====== Textauszug ======

Während drinnen im Madımak Hotel Kulturbegeisterte und -schaffende, vorwiegend alevitischen Glaubens, friedlich feierten, versammelte sich vor dem Hotel eine religiös und politisch aufgewiegelte Menschenmenge. Bewaffnet mit Brandsätzen griffen sie das Hotel an. In dem aus Holz gebauten Gebäude breiteten sich die Flammen schnell aus. 33 Teilnehmende des Kultufestivals starben in dem Feuer ebenso wie zwei Angestellte des Hotels und zwei Täter.
Viele konnten das brennende Hotel nicht verlassen, weil der wütende Mob rings um das Hotel ihnen den Weg versperrte. Obwohl Polizei, Militär und Feuerwehr frühzeitig alarmiert worden waren, griffen sie erst nach rund acht Stunden ein. Das türkische Staatsfernsehen berichtete gleichzeitig stundenlang live vom Ort des Geschehens und zeigte vor laufender Kamera, wie Polizisten der wütenden Menschenmenge vor dem Hotel noch halfen und eine anrückende Militäreinheit sich wieder zurückzog.
Als Alevitische Gemeinde Deutschland gedenken wir dieser grauenvollen Tat und der vielen Opfer. Unsere Gedanken sind auch bei den Hinterbliebenen, die bis heute vergebens auf Gerechtigkeit und Anerkennung ihres Leids hoffen.

====== Datenliste ======

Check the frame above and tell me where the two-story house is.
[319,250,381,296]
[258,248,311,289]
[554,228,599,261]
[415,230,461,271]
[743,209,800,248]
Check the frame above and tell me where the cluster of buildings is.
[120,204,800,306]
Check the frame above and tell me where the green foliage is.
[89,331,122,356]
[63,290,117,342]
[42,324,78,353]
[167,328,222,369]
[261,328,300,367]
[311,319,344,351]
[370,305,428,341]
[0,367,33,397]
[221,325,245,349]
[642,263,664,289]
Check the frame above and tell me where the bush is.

======
====== Datenliste ======

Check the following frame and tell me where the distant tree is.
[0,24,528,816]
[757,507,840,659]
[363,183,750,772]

======

### Schriftliche Aufgabe 1
Fasse den Text über den Brandanschlag auf das Madımak Hotel in zwei Sätzen zusammen.
### Schriftliche Aufgabe 2
Woraus bestand laut dem Text über den Brandanschlag auf das Madımak Hotel das Gebäude?
### Schriftliche Aufgabe 3
Setze den Text über den Brandanschlag auf das Madımak Hotel im Anschluss an seinen letzten Satz fort.

### Antwort zur Aufgabe 1
Eine aufgewiegelte Menschenmenge griff das Madımak Hotel, in dem vorwiegend alevitische Kulturbegeisterte feierten, mit Brandsätzen an, sodass 33 Festivalteilnehmende, zwei Hotelangestellte und zwei Täter im Feuer starben. Polizei, Militär und Feuerwehr griffen erst nach rund acht Stunden ein, und die Alevitische Gemeinde Deutschland gedenkt der Opfer und der Hinterbliebenen, die bis heute auf Gerechtigkeit hoffen.

### Antwort zur Aufgabe 2
Das Gebäude war aus Holz gebaut.

### Antwort zur Aufgabe 3
Die Strafverfahren gegen die Täter und Drahtzieher hinter dem Massaker zogen sich erst über Jahrzehnte hin, dann wurde im März 2012 – am 27. Verhandlungstag des seit 19 Jahren andauernden Verfahrens – das Verfahren gegen fünf Flüchtlinge (und zwei Tote) wegen Verjährung eingestellt. Gegen drei weitere Flüchtlinge läuft das Verfahren noch.
Obwohl in dieser Zeit bereits zahlreiche Personen wegen schwerer Brandstiftung, Massenmord und dem Versuch des Umsturzes des Staatssystems rechtskräftig verurteilt wurden, gelang einigen von ihnen noch in den 1990er Jahren die Flucht, u.a. nach Deutschland. Dort leben sie bis heute unbehelligt, teils als Illegale, teils als Familiennachzügler oder anerkannte Asylbewerber. Einem Täter wurde sogar die deutsche Staatsbürgerschaft verliehen. Somit betrifft das Sivas-Ereignis auch Deutschland.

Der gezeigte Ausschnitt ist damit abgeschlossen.